Check for existing webservers during installation

PromoFaux · June 2, 2017, 12:23pm

OK, I might be wrong (Though I don't think I am)...

How on earth are you going to tell the browser not to make a request on port 80 or 443? Because it will do that. If the block page is listening on any other port then the request from the browser will simply time out.. because there is nothing there listening for it. Unless i'm missing something extremely obvious here, I think you might be overthinking things somewhat!

DL6ER · June 2, 2017, 12:29pm

I fully agree.

Please expand on this, I seemingly don't understand what you mean. Assume my browser lives on Android or some other system where I have no deep control of how to configure it (like a SmartTV) - the browser will request the page on port 80 on the determined IP address, as specified by the HTTP standard:

The "http" scheme is used to locate network resources via the HTTP protocol. This section defines the scheme-specific syntax and semantics for http URLs.

http_URL = "http:" "//" host [ ":" port ] [ abs_path [ "?" query ]]

If the port is empty or not given, port 80 is assumed. The semantics are that the identified resource is located at the server listening for TCP connections on that port of that host, and the Request-URI for the resource is abs_path (section 5.1.2). The use of IP addresses in URLs SHOULD be avoided whenever possible (see RFC 1900). If the abs_path is not present in the URL, it MUST be given as "/" when used as a Request-URI for a resource (section 5.1.2). If a proxy receives a host name which is not a fully qualified domain name, it MAY add its domain to the host name it received. If a proxy receives a fully qualified domain name, the proxy MUST NOT change the host name.

■ **Data supplied**
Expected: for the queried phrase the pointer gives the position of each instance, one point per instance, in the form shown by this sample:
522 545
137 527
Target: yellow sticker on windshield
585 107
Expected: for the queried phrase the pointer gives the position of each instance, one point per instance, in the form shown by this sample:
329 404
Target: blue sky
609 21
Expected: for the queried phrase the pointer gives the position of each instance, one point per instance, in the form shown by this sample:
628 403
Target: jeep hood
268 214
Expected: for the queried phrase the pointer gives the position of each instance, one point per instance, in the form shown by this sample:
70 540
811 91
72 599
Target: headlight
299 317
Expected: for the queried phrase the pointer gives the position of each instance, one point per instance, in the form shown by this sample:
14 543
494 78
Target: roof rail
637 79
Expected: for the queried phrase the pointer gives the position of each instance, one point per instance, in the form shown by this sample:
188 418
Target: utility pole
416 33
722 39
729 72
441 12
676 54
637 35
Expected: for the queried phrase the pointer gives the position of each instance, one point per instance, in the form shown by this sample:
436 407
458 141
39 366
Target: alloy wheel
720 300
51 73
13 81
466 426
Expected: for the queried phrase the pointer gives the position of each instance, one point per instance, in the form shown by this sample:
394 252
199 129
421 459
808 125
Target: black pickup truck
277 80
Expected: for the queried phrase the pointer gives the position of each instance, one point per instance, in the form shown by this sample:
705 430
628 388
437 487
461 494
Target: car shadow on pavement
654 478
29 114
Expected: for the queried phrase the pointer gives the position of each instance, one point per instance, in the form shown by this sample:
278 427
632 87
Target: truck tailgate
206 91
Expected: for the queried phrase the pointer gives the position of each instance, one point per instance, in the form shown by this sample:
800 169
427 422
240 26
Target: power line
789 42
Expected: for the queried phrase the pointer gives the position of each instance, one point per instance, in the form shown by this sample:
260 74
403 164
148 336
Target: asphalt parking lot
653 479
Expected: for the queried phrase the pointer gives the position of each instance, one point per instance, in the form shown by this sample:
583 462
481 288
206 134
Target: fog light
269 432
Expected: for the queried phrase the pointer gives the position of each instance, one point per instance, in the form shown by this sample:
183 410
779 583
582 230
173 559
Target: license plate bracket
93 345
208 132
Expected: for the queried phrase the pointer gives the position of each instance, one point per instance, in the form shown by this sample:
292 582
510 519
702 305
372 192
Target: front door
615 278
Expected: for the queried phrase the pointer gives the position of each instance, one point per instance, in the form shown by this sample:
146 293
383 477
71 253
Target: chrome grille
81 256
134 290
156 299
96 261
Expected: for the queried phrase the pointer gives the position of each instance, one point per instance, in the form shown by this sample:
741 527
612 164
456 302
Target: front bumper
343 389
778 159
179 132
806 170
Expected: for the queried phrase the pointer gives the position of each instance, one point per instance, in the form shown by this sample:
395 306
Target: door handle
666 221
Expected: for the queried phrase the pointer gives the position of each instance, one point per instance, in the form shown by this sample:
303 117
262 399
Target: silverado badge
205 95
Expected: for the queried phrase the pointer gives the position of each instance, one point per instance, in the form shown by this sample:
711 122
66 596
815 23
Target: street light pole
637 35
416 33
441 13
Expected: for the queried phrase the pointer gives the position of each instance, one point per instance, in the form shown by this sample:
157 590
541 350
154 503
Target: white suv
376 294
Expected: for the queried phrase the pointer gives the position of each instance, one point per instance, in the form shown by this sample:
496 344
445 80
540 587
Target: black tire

■ **Tasks to complete**
• A. In the forum thread, which port is assumed when the port in an http URL is empty or not given?
• B. Copy the passage of the forum thread that begins with the words "OK, I might" and ends with the words "overthinking things somewhat!".

■ **The solutions**
• A. Port 80 is assumed.

• B.
OK, I might be wrong (Though I don't think I am)...

How on earth are you going to tell the browser not to make a request on port 80 or 443? Because it will do that. If the block page is listening on any other port then the request from the browser will simply time out.. because there is nothing there listening for it. Unless i'm missing something extremely obvious here, I think you might be overthinking things somewhat!